§ Problem description: Please render the records below as a two-column CSV with the headers entry and output, one row per record. Put each record's text and its answer in separate quoted fields, replacing line breaks with spaces.
_ _ _ _
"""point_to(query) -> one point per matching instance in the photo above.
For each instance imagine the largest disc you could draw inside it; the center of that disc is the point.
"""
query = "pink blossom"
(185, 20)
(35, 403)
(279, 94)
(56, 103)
_ _ _ _
§ Answer to the problem:
entry,output
"""""""point_to(query) -> one point per matching instance in the photo above. For each instance imagine the largest disc you could draw inside it; the center of that disc is the point. """""" query = ""pink blossom""","(185, 20) (35, 403) (279, 94) (56, 103)"